Records for this task -
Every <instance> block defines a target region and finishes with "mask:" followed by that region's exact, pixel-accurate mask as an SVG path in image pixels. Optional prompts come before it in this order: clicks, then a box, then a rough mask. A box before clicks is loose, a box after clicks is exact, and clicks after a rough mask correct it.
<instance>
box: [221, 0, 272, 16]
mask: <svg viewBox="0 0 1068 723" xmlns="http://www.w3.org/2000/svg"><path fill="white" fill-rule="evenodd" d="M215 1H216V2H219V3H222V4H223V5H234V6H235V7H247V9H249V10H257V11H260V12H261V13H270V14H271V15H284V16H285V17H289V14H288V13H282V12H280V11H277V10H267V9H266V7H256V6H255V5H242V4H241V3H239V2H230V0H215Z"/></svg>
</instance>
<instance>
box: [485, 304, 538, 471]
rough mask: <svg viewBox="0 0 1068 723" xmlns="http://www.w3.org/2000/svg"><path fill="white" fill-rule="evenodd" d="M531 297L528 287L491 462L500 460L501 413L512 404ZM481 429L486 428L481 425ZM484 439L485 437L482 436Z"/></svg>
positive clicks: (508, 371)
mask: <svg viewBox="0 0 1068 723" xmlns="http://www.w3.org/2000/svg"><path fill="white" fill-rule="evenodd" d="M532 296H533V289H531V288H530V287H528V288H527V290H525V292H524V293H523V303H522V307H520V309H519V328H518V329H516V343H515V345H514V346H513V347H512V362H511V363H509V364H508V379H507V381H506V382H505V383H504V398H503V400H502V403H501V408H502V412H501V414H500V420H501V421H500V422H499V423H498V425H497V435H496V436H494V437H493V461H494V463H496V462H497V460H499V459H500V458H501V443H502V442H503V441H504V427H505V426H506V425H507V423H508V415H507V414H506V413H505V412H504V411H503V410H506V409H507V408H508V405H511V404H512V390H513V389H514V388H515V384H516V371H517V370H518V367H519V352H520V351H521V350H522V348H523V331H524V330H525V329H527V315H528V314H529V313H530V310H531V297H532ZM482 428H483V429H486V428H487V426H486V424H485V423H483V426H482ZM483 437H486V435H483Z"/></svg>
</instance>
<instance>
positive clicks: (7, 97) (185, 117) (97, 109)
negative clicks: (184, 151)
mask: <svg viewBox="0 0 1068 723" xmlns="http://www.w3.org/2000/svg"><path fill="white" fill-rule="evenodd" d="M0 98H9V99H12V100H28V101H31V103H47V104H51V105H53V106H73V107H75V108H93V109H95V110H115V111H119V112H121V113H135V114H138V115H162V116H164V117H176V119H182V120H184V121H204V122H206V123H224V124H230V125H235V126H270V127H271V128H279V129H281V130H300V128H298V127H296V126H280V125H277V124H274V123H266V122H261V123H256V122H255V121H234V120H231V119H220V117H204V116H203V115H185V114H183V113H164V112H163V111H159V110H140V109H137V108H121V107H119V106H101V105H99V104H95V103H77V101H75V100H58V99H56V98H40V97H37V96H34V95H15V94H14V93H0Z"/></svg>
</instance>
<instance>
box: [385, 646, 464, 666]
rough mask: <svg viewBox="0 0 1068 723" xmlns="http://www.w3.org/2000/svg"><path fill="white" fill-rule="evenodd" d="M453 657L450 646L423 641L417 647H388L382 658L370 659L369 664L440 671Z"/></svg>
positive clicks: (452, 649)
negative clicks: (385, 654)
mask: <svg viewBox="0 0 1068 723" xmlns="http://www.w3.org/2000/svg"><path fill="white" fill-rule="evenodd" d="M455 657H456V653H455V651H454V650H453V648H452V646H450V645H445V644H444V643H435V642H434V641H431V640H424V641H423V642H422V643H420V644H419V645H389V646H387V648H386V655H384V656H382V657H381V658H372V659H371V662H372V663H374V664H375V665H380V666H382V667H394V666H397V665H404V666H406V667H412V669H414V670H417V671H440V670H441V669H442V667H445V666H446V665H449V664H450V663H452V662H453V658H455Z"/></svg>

Job - Recast the lines from the start of the records through the line containing "box: [221, 0, 272, 16]", inclusive, as a numbered list with blank lines omitted.

Your solution -
1. Every <instance> block defines a target region and finishes with "mask:" followed by that region's exact, pixel-accurate mask as an SVG path in image pixels. Optional prompts come before it in this order: clicks, then a box, then a rough mask. A box before clicks is loose, a box after clicks is exact, and clicks after a rough mask correct it.
2. <instance>
3. box: [221, 0, 272, 16]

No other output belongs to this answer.